*Given data*:
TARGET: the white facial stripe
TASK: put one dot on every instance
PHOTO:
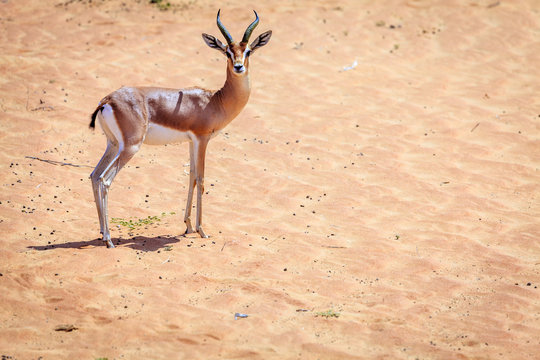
(109, 124)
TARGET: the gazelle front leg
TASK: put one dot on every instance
(191, 186)
(200, 154)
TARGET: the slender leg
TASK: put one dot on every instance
(200, 153)
(106, 159)
(187, 217)
(102, 178)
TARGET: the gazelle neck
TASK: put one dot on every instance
(234, 94)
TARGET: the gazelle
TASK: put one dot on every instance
(131, 116)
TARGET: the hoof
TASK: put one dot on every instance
(201, 233)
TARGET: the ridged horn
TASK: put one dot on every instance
(224, 31)
(250, 28)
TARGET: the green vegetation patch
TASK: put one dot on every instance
(132, 224)
(327, 314)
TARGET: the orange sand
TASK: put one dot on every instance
(402, 194)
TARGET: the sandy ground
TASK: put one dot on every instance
(387, 211)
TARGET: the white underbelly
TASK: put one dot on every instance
(161, 135)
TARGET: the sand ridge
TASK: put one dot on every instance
(400, 195)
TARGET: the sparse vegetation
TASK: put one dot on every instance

*Problem requirements*: Give back, word for word, the lines from the one with "TARGET: the sparse vegetation" through the last line of the entries, both included, and no other line.

*Exercise answer*:
TARGET: the sparse vegetation
TASK: put one dot on every instance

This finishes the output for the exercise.